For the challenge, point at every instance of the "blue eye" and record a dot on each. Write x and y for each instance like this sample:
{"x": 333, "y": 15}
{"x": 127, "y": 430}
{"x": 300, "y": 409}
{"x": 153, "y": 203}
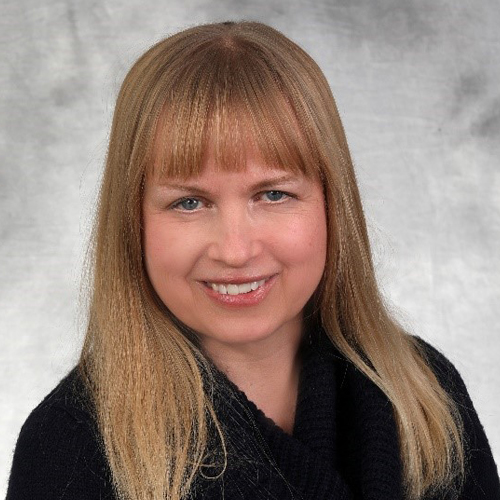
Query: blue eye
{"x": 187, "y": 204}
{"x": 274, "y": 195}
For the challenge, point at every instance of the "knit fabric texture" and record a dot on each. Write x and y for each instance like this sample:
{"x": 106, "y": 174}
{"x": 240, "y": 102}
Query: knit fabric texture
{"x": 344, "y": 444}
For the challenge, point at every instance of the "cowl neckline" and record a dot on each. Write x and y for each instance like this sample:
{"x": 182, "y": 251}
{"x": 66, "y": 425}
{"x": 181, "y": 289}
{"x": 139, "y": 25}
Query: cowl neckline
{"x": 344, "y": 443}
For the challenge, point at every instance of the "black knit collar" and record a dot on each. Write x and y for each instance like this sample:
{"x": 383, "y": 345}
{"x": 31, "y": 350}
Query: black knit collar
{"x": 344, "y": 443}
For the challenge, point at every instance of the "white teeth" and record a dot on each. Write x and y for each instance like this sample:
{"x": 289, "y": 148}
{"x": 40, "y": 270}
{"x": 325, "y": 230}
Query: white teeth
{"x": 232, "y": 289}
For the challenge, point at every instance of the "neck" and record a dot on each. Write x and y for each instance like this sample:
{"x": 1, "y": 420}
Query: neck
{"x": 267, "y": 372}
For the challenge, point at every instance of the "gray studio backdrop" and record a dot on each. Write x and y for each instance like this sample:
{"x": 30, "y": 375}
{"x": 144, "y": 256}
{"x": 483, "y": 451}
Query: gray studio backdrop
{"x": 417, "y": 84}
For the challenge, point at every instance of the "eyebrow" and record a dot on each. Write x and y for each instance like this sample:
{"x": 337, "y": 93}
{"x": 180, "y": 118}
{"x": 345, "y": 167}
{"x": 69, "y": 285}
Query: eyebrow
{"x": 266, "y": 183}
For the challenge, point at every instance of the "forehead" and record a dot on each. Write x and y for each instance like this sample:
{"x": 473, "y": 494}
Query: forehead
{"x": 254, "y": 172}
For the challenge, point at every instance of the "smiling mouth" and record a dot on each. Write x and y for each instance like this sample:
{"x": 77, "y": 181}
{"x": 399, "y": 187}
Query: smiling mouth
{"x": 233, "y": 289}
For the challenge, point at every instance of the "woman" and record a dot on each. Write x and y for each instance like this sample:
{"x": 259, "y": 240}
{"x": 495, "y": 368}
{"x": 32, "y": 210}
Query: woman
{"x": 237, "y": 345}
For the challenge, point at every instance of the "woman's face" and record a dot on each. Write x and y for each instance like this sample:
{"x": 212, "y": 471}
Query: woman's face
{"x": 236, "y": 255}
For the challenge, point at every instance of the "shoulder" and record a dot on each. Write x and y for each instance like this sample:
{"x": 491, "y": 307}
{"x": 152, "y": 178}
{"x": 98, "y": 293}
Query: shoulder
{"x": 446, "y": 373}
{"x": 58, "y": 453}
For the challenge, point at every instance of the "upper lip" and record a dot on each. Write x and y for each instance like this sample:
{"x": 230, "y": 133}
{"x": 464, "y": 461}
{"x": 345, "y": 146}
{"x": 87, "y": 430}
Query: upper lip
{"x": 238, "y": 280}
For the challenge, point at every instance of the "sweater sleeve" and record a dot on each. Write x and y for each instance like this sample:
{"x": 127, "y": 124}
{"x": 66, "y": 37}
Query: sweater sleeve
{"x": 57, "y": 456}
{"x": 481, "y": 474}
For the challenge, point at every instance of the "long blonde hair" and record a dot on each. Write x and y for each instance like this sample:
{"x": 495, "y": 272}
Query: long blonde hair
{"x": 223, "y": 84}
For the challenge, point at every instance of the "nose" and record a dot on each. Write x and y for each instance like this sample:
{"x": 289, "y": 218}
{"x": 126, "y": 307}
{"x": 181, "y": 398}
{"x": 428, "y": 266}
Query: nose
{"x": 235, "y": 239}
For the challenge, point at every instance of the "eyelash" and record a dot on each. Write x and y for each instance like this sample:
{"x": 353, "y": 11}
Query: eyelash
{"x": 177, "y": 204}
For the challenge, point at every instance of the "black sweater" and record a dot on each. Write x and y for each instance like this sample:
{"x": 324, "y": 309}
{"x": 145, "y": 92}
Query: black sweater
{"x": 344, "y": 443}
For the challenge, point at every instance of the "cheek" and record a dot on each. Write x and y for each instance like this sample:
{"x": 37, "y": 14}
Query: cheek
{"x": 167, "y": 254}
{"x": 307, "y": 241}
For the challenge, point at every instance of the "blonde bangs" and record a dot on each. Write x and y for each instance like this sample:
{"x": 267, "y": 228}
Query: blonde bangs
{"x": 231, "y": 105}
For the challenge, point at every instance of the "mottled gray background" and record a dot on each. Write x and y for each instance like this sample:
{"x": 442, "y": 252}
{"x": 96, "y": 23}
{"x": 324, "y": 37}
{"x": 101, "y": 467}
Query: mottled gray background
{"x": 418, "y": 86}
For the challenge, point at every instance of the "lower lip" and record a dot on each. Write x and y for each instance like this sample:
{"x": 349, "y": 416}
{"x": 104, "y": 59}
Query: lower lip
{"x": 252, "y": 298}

The task
Please give the data above again in exact form and omit every picture.

Exercise response
For the challenge, point at every instance of the "blue eye" and record a dot on each. Write x and y for each instance like this sample:
{"x": 333, "y": 15}
{"x": 127, "y": 430}
{"x": 300, "y": 409}
{"x": 153, "y": 203}
Query: blue eye
{"x": 187, "y": 204}
{"x": 274, "y": 195}
For the challenge, point at every instance of the "knit fabric texture" and record a dot on each. Write x and y for each instance like this sample:
{"x": 106, "y": 174}
{"x": 240, "y": 102}
Query: knit fabric texture
{"x": 344, "y": 444}
For the challenge, point at every instance of the "cowl neckline" and record a dot on each. Write x and y for each instance like this sample:
{"x": 182, "y": 251}
{"x": 66, "y": 425}
{"x": 181, "y": 289}
{"x": 139, "y": 25}
Query: cowl neckline
{"x": 344, "y": 443}
For the challenge, point at every instance of the "black knit collar" and record a dot on each. Write x and y for each instance like this sample:
{"x": 383, "y": 345}
{"x": 31, "y": 350}
Query: black knit collar
{"x": 344, "y": 443}
For the challenge, point at every instance of the "white teeth" and record a dot on each. Write x and y for each instance like this sample:
{"x": 289, "y": 148}
{"x": 40, "y": 270}
{"x": 325, "y": 230}
Query: white teeth
{"x": 232, "y": 289}
For the challenge, point at every instance of the "neck" and record a dot on each. Write x and y for each instance like this sample:
{"x": 1, "y": 420}
Query: neck
{"x": 267, "y": 372}
For the challenge, point at every instance of the "gray studio backdrop" and record a dot on each. Write x and y for each instance like this sample:
{"x": 30, "y": 375}
{"x": 144, "y": 256}
{"x": 483, "y": 451}
Query: gray studio backdrop
{"x": 417, "y": 84}
For the challenge, point at every instance of the "eyebrow" and record a dot on each. Write x and y for each instance like this sample:
{"x": 337, "y": 93}
{"x": 180, "y": 118}
{"x": 345, "y": 167}
{"x": 69, "y": 285}
Query: eyebrow
{"x": 266, "y": 183}
For the challenge, point at every instance of the "forehead" and record a dot on each. Write x and y for each instance like this sample:
{"x": 473, "y": 494}
Query: forehead
{"x": 254, "y": 172}
For the challenge, point at every instance of the "smiling mouth" and record a dot on each. Write x and y for each instance like this sample:
{"x": 77, "y": 181}
{"x": 399, "y": 187}
Query: smiling mouth
{"x": 233, "y": 289}
For the challenge, point at every instance of the "woman" and record a dot on each. Write x and y for each instance like this sample:
{"x": 259, "y": 240}
{"x": 495, "y": 368}
{"x": 32, "y": 210}
Query: woman
{"x": 237, "y": 345}
For the challenge, point at every instance of the "woman's face" and record a dot on each. Write x and y for each instance like this sample:
{"x": 212, "y": 471}
Query: woman's face
{"x": 236, "y": 255}
For the challenge, point at every instance of the "shoulder" and record a dot on each. Write x and y for each instance like this sample:
{"x": 491, "y": 307}
{"x": 152, "y": 178}
{"x": 98, "y": 293}
Query: shoulder
{"x": 446, "y": 373}
{"x": 58, "y": 453}
For the challenge, point at every instance of the "upper lip" and record a dot on each. Write x and y for each instance like this sample:
{"x": 230, "y": 133}
{"x": 464, "y": 461}
{"x": 345, "y": 146}
{"x": 87, "y": 430}
Query: upper lip
{"x": 238, "y": 280}
For the challenge, point at every instance of the "sweater sleeve" and record a dot on each. Write x and y for each instance like this sample:
{"x": 127, "y": 124}
{"x": 66, "y": 37}
Query: sweater sleeve
{"x": 57, "y": 456}
{"x": 481, "y": 474}
For the challenge, point at every instance of the "long blonde hair" and record a dot on each. Write x and y for each instance like this sample:
{"x": 495, "y": 272}
Query: long blonde hair
{"x": 223, "y": 84}
For the challenge, point at every instance of the "nose" and record a dot on each. Write x and y for each instance like this sample:
{"x": 289, "y": 218}
{"x": 126, "y": 307}
{"x": 181, "y": 398}
{"x": 428, "y": 266}
Query: nose
{"x": 235, "y": 239}
For the challenge, point at every instance of the "eyelash" and record a dot on each. Write x and y for each instance like this sample:
{"x": 353, "y": 11}
Query: eyelash
{"x": 177, "y": 204}
For the challenge, point at every instance of the "black sweater" and record a dot on each. Write x and y for each instance like this sample:
{"x": 324, "y": 309}
{"x": 145, "y": 92}
Query: black sweater
{"x": 344, "y": 443}
For the challenge, point at every instance of the "cheek" and record a dot on each. Write x and y for each instance like this sample:
{"x": 37, "y": 14}
Query: cheek
{"x": 167, "y": 254}
{"x": 307, "y": 241}
For the challenge, point at every instance of the "blonde bangs" and record a dot on each. Write x and y for each instance like this sample:
{"x": 267, "y": 228}
Query: blonde bangs
{"x": 231, "y": 105}
For the challenge, point at every instance of the "mottled gray background" and record a dot on each. Write x and y for each instance like this sample:
{"x": 442, "y": 252}
{"x": 96, "y": 23}
{"x": 324, "y": 37}
{"x": 101, "y": 467}
Query: mottled gray background
{"x": 418, "y": 86}
For the challenge, point at every instance of the "lower lip" and record a dot on each. Write x and y for each instance like this sample:
{"x": 349, "y": 416}
{"x": 104, "y": 59}
Query: lower lip
{"x": 252, "y": 298}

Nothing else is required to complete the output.